What to produce: Count how many lines in the items below contain the string "handle", matching case exactly. Reply with the number alone.

>>>

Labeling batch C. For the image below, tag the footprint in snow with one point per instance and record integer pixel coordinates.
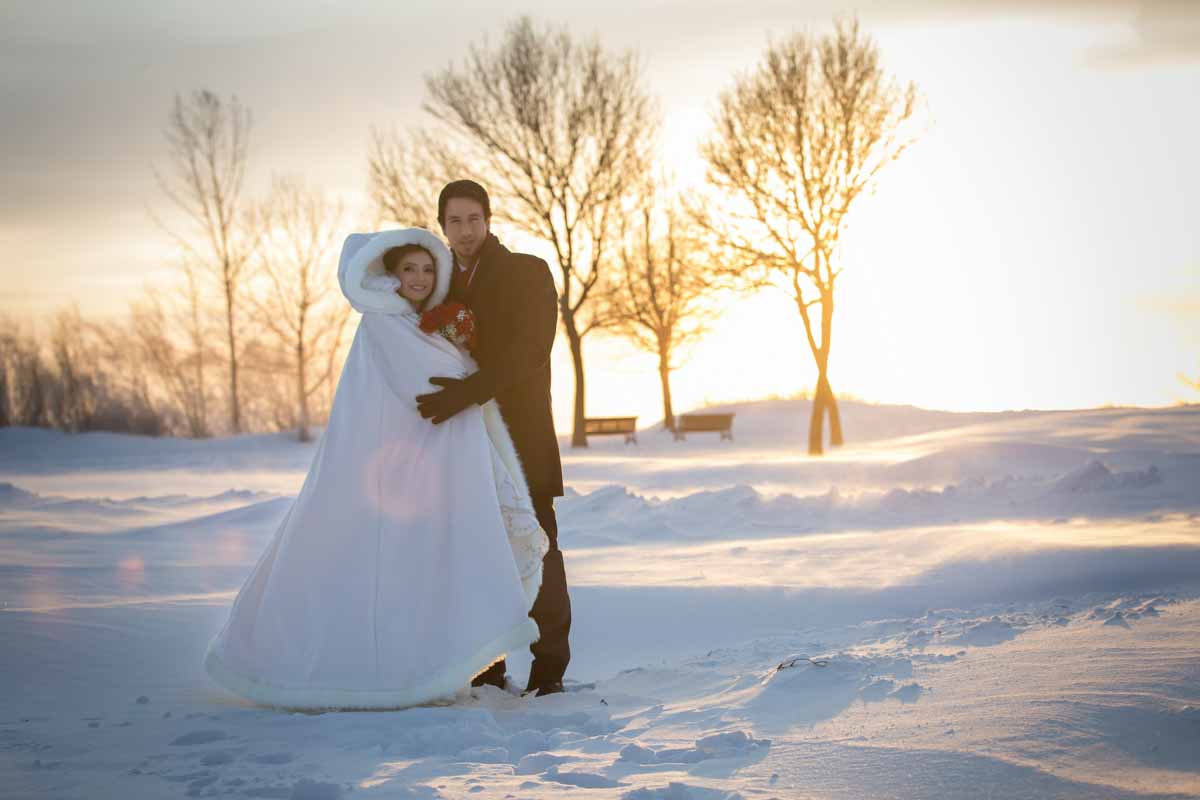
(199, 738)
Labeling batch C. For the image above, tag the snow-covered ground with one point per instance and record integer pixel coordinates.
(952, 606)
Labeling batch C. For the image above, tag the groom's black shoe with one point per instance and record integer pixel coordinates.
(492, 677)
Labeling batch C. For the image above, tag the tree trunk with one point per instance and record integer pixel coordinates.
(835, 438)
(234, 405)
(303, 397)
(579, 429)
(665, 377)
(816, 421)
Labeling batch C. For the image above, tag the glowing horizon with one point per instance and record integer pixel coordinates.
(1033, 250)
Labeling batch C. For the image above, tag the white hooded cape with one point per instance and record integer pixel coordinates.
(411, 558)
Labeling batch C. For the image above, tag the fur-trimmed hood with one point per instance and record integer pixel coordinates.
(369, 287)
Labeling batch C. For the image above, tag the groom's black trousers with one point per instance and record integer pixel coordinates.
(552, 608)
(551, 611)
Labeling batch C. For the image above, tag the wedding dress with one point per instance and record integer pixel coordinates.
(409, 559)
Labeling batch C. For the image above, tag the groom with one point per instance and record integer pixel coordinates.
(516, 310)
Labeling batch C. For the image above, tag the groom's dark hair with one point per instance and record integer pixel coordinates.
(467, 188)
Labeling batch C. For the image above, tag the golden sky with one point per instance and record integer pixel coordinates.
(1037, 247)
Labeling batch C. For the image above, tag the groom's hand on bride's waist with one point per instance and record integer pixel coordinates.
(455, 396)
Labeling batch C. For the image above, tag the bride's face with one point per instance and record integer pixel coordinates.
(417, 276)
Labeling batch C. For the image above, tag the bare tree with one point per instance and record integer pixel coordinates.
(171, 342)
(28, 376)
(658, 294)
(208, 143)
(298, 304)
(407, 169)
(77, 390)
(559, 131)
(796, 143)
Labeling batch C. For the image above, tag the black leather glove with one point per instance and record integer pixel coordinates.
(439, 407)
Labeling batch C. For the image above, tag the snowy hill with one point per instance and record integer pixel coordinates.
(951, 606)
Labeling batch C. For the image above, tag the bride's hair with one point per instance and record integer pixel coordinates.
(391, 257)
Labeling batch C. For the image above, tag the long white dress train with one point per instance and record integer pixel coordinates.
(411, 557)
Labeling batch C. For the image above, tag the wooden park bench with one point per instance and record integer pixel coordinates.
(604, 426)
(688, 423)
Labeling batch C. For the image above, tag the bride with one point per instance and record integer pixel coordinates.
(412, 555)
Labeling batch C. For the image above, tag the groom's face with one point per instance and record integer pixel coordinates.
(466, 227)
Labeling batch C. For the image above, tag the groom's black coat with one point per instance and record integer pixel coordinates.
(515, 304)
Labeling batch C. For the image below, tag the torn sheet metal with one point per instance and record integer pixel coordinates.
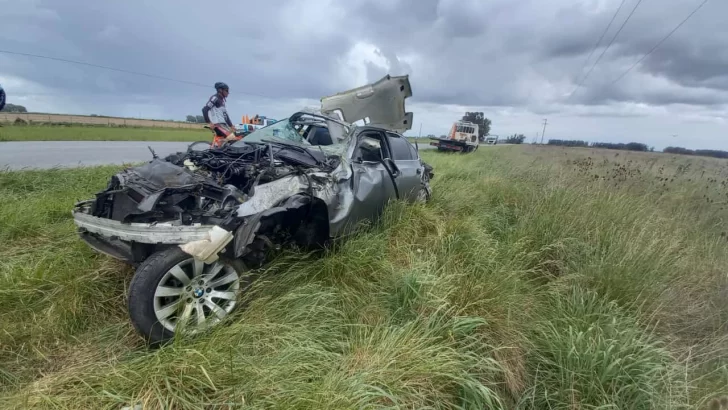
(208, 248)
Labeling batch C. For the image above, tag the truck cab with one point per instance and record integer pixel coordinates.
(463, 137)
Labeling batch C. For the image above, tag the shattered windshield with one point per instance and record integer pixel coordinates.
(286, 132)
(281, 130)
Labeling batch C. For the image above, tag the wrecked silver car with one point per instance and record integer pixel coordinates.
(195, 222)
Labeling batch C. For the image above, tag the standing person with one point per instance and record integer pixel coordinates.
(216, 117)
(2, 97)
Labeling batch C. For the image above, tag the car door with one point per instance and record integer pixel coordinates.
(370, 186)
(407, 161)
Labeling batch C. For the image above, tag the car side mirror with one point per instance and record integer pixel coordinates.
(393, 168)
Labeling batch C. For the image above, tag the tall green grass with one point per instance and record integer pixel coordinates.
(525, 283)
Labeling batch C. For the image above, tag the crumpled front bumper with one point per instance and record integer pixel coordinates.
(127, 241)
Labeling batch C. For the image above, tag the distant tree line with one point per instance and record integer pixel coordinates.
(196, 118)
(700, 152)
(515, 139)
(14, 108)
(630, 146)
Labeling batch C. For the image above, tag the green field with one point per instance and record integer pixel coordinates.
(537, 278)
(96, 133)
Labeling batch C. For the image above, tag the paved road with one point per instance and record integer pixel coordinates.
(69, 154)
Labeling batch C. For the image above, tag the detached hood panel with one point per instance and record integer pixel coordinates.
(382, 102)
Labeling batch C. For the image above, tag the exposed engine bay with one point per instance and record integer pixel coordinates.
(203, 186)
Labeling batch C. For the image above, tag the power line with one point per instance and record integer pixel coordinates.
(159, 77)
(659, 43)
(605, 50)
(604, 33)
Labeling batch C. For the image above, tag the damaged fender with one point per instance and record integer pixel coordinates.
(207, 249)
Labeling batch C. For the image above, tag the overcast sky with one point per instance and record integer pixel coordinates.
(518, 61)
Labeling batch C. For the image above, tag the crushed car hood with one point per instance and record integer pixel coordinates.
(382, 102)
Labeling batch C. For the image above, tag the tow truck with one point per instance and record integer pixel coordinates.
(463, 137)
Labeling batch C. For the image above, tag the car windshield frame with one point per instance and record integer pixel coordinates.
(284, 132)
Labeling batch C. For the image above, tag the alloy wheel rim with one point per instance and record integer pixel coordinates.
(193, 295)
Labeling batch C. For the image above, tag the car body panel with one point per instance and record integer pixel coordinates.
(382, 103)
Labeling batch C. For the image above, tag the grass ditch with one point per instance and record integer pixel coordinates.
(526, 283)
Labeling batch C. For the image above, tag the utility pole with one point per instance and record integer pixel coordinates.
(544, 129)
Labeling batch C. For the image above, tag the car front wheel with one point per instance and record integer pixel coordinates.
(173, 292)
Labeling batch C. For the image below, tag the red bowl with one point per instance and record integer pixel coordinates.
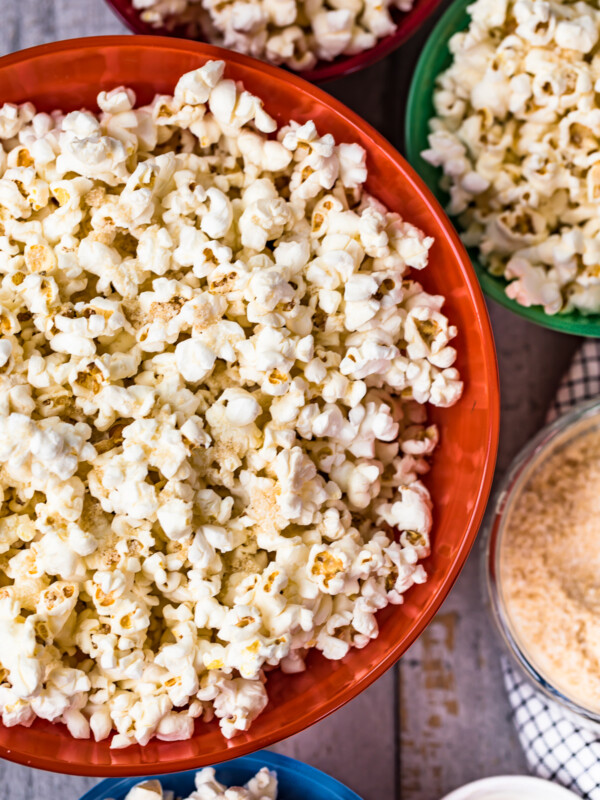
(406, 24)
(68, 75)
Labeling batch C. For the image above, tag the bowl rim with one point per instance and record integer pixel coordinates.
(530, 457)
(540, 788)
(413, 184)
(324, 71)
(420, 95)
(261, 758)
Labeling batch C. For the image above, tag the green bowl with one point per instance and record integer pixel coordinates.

<<<
>>>

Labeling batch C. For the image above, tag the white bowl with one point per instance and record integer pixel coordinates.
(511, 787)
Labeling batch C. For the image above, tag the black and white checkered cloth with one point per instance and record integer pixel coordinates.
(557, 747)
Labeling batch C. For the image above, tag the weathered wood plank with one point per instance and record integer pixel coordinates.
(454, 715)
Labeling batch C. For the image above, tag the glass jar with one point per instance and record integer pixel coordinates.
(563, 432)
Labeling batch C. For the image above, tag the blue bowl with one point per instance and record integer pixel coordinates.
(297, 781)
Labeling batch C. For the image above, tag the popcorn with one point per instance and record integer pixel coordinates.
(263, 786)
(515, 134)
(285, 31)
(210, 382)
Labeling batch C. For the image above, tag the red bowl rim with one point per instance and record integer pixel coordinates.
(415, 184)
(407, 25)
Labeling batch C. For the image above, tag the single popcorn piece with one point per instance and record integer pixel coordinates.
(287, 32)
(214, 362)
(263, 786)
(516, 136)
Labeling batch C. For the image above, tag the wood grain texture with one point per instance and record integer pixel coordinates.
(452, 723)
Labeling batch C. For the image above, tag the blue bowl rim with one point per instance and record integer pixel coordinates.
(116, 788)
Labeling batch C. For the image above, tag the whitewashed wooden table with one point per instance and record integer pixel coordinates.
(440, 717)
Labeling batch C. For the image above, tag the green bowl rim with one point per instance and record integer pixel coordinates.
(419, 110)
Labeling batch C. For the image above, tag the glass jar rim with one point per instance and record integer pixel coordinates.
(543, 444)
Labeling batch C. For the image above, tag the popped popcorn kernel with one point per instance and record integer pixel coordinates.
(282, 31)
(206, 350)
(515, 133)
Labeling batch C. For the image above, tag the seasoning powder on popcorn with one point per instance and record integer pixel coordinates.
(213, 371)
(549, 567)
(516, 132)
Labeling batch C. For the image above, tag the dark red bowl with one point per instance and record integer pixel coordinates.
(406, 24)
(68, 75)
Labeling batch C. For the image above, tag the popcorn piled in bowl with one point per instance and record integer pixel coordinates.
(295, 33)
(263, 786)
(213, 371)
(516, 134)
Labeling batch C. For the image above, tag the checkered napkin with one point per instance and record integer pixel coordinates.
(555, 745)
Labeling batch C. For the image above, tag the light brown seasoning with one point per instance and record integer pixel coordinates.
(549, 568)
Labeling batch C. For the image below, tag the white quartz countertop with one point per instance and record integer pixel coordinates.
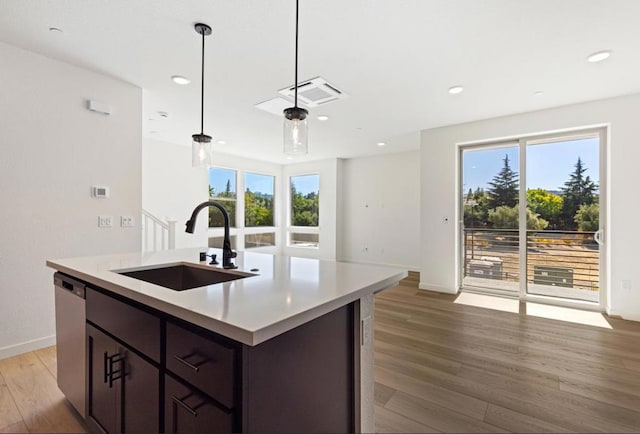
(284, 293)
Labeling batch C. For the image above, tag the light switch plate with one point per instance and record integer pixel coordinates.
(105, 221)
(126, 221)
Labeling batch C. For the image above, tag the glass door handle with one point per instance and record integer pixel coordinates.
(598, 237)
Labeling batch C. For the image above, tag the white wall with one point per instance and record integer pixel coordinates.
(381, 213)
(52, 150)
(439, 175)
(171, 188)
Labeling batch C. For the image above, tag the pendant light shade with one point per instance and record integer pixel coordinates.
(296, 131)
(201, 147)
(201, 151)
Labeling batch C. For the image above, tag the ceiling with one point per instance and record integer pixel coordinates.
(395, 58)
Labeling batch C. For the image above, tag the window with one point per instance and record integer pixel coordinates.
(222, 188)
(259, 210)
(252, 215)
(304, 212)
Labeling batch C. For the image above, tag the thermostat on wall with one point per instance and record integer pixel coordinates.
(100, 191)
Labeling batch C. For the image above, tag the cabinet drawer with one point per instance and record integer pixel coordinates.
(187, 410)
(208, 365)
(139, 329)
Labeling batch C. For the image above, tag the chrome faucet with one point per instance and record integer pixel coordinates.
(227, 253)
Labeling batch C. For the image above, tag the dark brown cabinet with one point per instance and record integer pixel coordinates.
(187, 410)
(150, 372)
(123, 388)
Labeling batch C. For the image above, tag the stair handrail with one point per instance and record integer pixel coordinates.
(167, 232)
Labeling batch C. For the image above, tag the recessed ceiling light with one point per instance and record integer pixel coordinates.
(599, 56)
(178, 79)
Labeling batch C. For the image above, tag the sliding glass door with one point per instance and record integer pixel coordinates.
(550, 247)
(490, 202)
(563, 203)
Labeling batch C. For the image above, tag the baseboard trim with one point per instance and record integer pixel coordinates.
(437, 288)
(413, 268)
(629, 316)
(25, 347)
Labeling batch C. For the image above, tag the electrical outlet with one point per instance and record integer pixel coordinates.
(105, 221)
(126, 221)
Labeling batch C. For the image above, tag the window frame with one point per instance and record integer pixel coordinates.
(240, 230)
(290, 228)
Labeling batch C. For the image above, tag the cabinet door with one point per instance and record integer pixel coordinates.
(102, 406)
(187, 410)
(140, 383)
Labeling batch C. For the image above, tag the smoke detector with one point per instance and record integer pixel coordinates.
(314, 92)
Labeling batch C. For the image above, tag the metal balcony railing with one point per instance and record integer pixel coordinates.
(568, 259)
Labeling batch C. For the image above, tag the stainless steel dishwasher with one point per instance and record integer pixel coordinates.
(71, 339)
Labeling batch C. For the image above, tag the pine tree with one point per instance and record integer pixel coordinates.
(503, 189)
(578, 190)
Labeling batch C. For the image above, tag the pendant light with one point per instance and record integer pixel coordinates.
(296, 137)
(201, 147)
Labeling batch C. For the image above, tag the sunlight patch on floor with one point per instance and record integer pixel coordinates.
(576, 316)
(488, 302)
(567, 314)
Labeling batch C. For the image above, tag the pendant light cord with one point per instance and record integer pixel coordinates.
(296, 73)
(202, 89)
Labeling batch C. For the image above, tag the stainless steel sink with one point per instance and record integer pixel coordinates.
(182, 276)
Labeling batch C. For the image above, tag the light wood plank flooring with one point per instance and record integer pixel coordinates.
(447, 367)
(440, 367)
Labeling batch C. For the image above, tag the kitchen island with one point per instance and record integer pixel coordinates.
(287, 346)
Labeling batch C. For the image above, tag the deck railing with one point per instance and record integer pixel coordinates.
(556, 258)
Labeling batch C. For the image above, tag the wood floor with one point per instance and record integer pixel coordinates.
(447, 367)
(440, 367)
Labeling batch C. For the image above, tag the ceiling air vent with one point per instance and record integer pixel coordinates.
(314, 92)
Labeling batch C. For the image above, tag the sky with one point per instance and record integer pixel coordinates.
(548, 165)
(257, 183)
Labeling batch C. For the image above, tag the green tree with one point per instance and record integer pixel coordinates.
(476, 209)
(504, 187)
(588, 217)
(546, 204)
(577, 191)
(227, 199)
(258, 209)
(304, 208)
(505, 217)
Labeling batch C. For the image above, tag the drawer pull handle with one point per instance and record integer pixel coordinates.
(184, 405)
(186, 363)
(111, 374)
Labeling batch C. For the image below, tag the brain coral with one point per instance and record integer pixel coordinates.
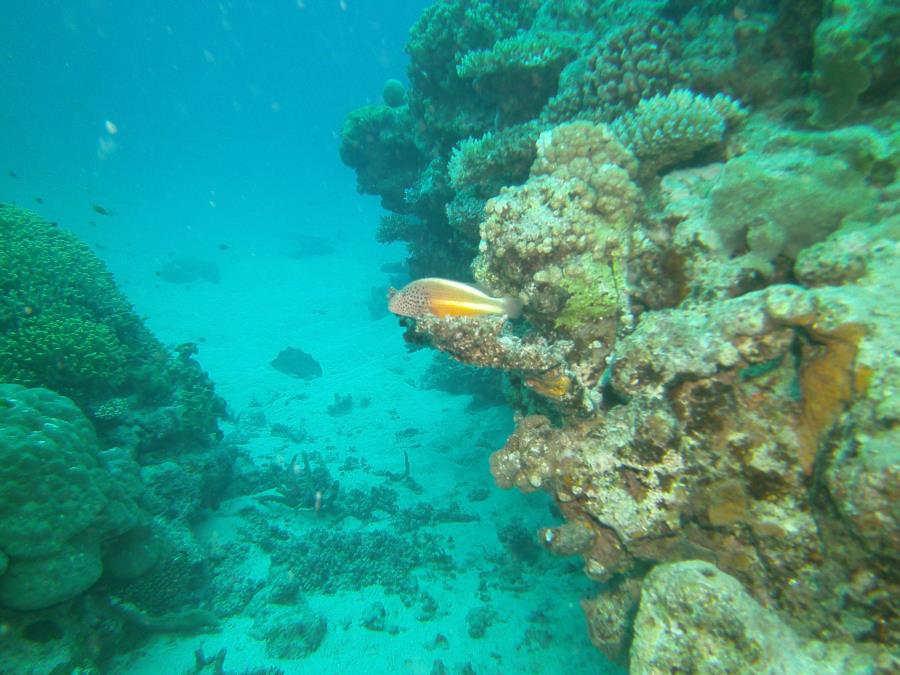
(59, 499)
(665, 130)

<<<

Worked solution: 2